[Dataset records]
++++++

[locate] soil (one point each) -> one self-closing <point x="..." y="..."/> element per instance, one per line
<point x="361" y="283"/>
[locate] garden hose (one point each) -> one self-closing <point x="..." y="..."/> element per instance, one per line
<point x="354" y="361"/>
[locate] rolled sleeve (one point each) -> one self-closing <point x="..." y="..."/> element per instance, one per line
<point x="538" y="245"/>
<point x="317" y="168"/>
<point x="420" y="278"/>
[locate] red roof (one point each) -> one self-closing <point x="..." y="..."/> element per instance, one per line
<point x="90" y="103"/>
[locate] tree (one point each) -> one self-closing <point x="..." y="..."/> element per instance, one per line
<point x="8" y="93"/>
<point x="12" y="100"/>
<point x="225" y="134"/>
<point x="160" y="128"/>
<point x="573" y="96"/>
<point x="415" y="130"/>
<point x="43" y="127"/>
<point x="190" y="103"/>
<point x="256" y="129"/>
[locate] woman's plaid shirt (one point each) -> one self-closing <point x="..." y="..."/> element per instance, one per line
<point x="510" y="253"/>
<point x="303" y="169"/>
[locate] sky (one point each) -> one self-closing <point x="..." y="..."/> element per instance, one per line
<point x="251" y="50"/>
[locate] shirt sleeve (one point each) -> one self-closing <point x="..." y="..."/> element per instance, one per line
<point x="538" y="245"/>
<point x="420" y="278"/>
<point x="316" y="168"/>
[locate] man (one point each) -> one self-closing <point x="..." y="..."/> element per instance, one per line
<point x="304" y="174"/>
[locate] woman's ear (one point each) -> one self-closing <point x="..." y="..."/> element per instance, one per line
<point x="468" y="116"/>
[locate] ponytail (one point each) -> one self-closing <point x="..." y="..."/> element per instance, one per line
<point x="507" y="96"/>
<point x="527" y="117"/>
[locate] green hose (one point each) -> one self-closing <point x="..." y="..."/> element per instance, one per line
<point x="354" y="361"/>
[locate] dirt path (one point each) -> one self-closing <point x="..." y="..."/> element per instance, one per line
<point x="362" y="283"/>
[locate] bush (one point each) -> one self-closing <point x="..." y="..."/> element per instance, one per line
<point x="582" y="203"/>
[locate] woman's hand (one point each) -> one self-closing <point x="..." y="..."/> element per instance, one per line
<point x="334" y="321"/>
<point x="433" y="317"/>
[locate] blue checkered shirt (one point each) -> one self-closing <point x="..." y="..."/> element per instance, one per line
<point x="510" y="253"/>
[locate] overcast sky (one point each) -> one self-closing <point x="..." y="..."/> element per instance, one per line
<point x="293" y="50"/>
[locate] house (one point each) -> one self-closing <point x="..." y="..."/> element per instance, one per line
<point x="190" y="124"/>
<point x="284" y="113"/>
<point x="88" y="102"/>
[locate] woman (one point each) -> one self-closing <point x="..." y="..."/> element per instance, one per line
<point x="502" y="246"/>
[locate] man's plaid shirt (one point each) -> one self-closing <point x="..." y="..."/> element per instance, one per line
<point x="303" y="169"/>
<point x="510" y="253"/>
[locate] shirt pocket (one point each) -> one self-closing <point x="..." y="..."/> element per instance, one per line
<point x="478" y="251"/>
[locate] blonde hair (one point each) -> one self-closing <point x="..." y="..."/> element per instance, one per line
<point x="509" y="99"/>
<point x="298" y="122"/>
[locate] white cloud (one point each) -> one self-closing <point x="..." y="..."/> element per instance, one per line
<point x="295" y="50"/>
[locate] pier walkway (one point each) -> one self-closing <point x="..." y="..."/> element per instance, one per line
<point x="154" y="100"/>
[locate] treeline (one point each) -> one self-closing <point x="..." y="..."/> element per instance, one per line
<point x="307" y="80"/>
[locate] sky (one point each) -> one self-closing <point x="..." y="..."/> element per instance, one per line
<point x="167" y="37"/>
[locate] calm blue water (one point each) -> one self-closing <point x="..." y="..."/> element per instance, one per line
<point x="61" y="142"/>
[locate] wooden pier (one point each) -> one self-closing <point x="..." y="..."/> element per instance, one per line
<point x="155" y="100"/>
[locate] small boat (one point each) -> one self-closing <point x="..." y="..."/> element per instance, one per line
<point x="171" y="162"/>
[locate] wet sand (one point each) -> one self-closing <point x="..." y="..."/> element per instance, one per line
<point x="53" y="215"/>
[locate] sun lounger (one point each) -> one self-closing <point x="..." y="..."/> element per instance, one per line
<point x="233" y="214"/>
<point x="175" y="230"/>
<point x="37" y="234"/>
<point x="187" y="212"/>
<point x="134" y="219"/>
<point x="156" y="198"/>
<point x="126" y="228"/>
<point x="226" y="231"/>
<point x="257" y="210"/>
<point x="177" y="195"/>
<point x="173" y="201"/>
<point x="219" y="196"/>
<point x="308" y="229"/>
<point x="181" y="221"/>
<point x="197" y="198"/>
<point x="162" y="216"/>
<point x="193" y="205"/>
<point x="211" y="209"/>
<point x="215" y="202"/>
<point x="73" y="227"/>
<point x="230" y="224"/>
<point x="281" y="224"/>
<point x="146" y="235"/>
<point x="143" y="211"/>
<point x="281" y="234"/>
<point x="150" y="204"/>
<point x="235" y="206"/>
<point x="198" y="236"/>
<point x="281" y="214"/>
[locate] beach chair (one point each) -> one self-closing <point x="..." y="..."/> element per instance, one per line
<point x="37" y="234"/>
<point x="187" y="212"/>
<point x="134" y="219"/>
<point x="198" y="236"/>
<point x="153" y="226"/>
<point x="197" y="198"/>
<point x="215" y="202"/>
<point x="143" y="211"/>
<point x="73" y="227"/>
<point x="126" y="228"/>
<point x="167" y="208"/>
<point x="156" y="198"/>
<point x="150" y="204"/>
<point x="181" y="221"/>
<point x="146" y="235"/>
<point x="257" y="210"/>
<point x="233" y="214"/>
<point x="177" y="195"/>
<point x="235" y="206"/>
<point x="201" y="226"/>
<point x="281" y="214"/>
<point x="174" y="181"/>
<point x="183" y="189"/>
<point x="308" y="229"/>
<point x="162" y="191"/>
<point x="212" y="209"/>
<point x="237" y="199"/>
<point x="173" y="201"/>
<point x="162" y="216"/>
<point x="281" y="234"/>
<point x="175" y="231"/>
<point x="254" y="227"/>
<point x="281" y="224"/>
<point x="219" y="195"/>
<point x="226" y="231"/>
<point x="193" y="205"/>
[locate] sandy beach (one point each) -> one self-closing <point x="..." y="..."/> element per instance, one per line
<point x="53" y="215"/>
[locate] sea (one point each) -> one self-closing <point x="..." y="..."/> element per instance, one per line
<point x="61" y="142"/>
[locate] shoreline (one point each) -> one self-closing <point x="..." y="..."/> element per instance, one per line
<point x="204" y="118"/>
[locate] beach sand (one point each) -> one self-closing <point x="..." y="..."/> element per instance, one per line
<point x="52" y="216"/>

++++++

▸ EXERCISE DIRECTIONS
Please write out the entries above in full, exactly as they read.

▸ TASK RESULT
[locate] soil (one point each) -> one self-closing <point x="..." y="..."/> element per instance, one per line
<point x="361" y="283"/>
[locate] garden hose (one point each) -> one self-closing <point x="..." y="..."/> element per instance, one per line
<point x="354" y="361"/>
[locate] rolled sleeve (one point each) -> one self-closing <point x="..." y="..."/> element per instance, one per line
<point x="538" y="245"/>
<point x="317" y="168"/>
<point x="420" y="278"/>
[locate] red roof (one point each) -> one self-closing <point x="..." y="..."/> element per instance, one per line
<point x="90" y="103"/>
[locate] tree (one point each) -> one self-closing <point x="..." y="..."/> element per instance, one per line
<point x="8" y="93"/>
<point x="12" y="100"/>
<point x="225" y="134"/>
<point x="160" y="128"/>
<point x="573" y="96"/>
<point x="415" y="130"/>
<point x="43" y="127"/>
<point x="190" y="103"/>
<point x="256" y="129"/>
[locate] woman's plaid shirt (one point each) -> one self-closing <point x="..." y="..."/> element per instance, one per line
<point x="510" y="253"/>
<point x="303" y="169"/>
[locate] sky (one point each) -> one self-closing <point x="..." y="..."/> element per instance, one per line
<point x="251" y="50"/>
[locate] shirt sleeve (one point each) -> one self-closing <point x="..." y="..."/> element per instance, one per line
<point x="538" y="245"/>
<point x="420" y="278"/>
<point x="316" y="168"/>
[locate] man (one point each) -> one self-closing <point x="..." y="..."/> element per instance, one per line
<point x="304" y="174"/>
[locate] woman's ear (one point each) -> one self-closing <point x="..." y="..."/> element per instance, one per line
<point x="468" y="116"/>
[locate] ponytail (one point each) -> one self-closing <point x="..." y="..."/> element per instance, one per line
<point x="507" y="96"/>
<point x="527" y="117"/>
[locate] green hose (one point each) -> one self-closing <point x="..." y="..."/> element per instance, one per line
<point x="354" y="361"/>
[locate] dirt path (one point each) -> one self-closing <point x="..." y="..."/> element per instance, one per line
<point x="362" y="283"/>
[locate] bush (one point each) -> one self-closing <point x="..." y="..."/> element per instance, one per line
<point x="582" y="203"/>
[locate] woman's hand (one point each) -> one self-closing <point x="..." y="..."/> element per instance, one per line
<point x="334" y="321"/>
<point x="433" y="317"/>
[locate] blue checkered shirt (one point each) -> one self-closing <point x="..." y="..."/> element per instance, one per line
<point x="510" y="253"/>
[locate] overcast sky (one point each) -> one self-closing <point x="..." y="..."/> element per instance, one per line
<point x="293" y="50"/>
[locate] house (one point each) -> one self-closing <point x="..." y="..."/> element per instance, one per line
<point x="190" y="124"/>
<point x="284" y="113"/>
<point x="88" y="102"/>
[locate] woman (one point each) -> one self-closing <point x="..." y="..."/> element per instance, one per line
<point x="502" y="246"/>
[locate] man's plaid shirt (one point each) -> one self-closing <point x="..." y="..."/> element per instance, one per line
<point x="303" y="169"/>
<point x="510" y="253"/>
[locate] shirt pocket (one point each) -> one self-closing <point x="..." y="..."/> element per instance, one per line
<point x="478" y="251"/>
[locate] blonde hair (one point each) -> one self-closing <point x="..." y="..."/> element per instance, one per line
<point x="509" y="99"/>
<point x="298" y="122"/>
[locate] white cloud (one point each) -> one self-closing <point x="..." y="..."/> element per instance, one per line
<point x="295" y="50"/>
[locate] pier walkway (one point each) -> one self-closing <point x="..." y="..."/> element per instance, one per line
<point x="154" y="100"/>
[locate] treeline (one point each) -> one self-closing <point x="..." y="..."/> element per instance, one per line
<point x="307" y="80"/>
[locate] sky (one point each) -> one self-closing <point x="..." y="..."/> element per instance, one per line
<point x="167" y="37"/>
[locate] calm blue water (one point each) -> one self-closing <point x="..." y="..."/> element per instance, one per line
<point x="61" y="142"/>
[locate] wooden pier (one point each) -> one self-closing <point x="..." y="..."/> element per instance, one per line
<point x="155" y="100"/>
[locate] small boat (one point each) -> one self-closing <point x="..." y="..."/> element per instance, one per line
<point x="171" y="162"/>
[locate] wet sand (one point each) -> one self-closing <point x="..." y="..."/> element per instance, one per line
<point x="53" y="215"/>
[locate] sun lounger (one point each) -> one self-closing <point x="..." y="..."/> element per instance, one per line
<point x="233" y="214"/>
<point x="175" y="230"/>
<point x="37" y="234"/>
<point x="187" y="212"/>
<point x="134" y="219"/>
<point x="156" y="198"/>
<point x="126" y="228"/>
<point x="226" y="231"/>
<point x="257" y="210"/>
<point x="177" y="195"/>
<point x="173" y="201"/>
<point x="219" y="196"/>
<point x="308" y="229"/>
<point x="181" y="221"/>
<point x="197" y="198"/>
<point x="162" y="216"/>
<point x="193" y="205"/>
<point x="211" y="209"/>
<point x="215" y="202"/>
<point x="73" y="227"/>
<point x="230" y="224"/>
<point x="281" y="224"/>
<point x="146" y="235"/>
<point x="143" y="211"/>
<point x="281" y="234"/>
<point x="150" y="204"/>
<point x="235" y="206"/>
<point x="198" y="236"/>
<point x="281" y="214"/>
[locate] beach chair (one point each) -> one self-closing <point x="..." y="..."/> element per instance, one per line
<point x="37" y="234"/>
<point x="187" y="212"/>
<point x="134" y="219"/>
<point x="198" y="236"/>
<point x="153" y="226"/>
<point x="197" y="198"/>
<point x="215" y="202"/>
<point x="143" y="211"/>
<point x="73" y="227"/>
<point x="126" y="228"/>
<point x="167" y="208"/>
<point x="156" y="198"/>
<point x="150" y="204"/>
<point x="181" y="221"/>
<point x="146" y="235"/>
<point x="257" y="210"/>
<point x="233" y="214"/>
<point x="177" y="195"/>
<point x="235" y="206"/>
<point x="201" y="226"/>
<point x="281" y="214"/>
<point x="174" y="181"/>
<point x="183" y="189"/>
<point x="308" y="229"/>
<point x="162" y="191"/>
<point x="212" y="209"/>
<point x="237" y="199"/>
<point x="173" y="201"/>
<point x="162" y="216"/>
<point x="281" y="234"/>
<point x="175" y="231"/>
<point x="254" y="227"/>
<point x="281" y="224"/>
<point x="219" y="195"/>
<point x="226" y="231"/>
<point x="193" y="205"/>
[locate] sandy beach (one point each) -> one self-closing <point x="..." y="..."/> element per instance, one per line
<point x="53" y="215"/>
[locate] sea (one point each) -> one self-closing <point x="..." y="..."/> element per instance, one per line
<point x="61" y="142"/>
[locate] shoreline (one point each) -> one self-closing <point x="..." y="..."/> element per instance, one per line
<point x="204" y="118"/>
[locate] beach sand (one point each) -> one self-closing <point x="..." y="..."/> element per instance, one per line
<point x="52" y="216"/>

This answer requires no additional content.